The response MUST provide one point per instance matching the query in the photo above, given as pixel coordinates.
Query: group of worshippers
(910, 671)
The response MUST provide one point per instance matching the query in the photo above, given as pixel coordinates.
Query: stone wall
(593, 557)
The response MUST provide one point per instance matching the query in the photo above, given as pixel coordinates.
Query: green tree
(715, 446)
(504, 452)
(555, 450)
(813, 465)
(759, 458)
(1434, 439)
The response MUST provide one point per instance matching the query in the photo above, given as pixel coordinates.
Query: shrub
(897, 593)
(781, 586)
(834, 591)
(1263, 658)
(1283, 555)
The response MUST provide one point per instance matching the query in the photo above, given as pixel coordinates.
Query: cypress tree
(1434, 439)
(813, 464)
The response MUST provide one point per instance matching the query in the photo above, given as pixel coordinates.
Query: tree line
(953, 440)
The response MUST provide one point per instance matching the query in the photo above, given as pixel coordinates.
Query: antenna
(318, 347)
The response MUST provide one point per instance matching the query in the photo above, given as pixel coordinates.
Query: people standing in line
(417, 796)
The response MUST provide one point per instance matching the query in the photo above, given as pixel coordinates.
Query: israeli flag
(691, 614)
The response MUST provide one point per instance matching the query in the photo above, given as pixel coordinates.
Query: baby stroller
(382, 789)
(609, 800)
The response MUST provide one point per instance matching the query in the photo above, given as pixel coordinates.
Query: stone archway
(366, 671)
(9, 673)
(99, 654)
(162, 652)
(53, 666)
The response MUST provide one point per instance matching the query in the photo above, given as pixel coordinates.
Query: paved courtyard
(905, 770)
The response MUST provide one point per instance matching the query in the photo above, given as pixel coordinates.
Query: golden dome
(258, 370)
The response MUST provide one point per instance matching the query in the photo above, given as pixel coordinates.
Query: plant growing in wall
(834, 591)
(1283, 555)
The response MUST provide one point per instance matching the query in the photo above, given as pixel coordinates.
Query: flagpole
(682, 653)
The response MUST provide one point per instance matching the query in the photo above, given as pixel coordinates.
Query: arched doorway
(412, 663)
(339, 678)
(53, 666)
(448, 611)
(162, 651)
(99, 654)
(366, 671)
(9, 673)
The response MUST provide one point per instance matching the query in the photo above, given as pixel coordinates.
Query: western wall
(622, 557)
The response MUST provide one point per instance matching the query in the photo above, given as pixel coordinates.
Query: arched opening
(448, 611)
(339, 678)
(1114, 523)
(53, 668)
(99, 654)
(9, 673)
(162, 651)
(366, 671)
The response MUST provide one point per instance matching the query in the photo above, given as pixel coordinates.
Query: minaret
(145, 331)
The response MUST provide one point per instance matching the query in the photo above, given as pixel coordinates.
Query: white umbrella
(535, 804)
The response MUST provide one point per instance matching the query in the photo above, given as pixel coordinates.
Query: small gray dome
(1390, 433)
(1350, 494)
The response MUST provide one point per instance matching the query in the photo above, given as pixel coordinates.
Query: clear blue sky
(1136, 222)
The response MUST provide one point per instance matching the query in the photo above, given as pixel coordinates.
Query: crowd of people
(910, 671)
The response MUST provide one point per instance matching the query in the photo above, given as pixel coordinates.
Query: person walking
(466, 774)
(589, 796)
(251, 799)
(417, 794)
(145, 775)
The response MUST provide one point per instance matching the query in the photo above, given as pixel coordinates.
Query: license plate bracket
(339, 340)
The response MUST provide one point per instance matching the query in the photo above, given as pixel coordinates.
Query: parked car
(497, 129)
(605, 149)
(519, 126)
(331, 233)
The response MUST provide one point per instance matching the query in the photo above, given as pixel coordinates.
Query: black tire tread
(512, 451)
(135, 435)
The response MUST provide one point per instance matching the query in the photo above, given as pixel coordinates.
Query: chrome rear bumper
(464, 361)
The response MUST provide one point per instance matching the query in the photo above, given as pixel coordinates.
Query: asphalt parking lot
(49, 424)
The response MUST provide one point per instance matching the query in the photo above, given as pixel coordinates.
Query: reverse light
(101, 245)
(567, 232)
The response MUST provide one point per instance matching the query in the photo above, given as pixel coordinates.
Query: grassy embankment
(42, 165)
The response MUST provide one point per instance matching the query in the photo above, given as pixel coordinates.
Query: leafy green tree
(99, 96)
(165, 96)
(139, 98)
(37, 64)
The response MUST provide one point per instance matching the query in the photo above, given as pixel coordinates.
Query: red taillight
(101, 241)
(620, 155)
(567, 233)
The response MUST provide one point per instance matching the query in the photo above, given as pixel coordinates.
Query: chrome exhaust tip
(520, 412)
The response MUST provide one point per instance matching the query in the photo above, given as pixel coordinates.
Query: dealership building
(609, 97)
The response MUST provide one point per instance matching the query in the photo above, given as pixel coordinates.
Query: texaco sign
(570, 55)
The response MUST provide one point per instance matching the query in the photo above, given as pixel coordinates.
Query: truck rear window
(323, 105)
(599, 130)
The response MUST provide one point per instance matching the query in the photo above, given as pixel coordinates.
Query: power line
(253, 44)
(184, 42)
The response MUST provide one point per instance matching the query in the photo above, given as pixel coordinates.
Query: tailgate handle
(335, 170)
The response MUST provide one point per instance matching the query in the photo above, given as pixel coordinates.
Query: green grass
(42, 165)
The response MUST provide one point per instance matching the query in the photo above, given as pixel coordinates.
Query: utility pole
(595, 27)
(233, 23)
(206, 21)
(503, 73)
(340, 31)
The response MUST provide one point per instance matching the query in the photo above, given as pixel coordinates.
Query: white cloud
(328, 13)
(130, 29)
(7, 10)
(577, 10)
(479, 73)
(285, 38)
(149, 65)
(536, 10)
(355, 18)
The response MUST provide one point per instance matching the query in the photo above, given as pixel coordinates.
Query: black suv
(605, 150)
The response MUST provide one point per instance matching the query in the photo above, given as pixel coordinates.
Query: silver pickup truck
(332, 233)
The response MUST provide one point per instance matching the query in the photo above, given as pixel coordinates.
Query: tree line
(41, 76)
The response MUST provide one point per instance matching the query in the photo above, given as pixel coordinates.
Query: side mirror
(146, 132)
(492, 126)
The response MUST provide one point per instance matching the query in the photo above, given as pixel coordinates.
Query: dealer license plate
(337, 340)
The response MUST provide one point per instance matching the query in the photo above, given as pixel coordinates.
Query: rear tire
· · · ·
> **EXERCISE TASK**:
How many lines of the records above contain the word "arched", counting only matches with the same case? Reply with the number alone.

> **TASK ANSWER**:
2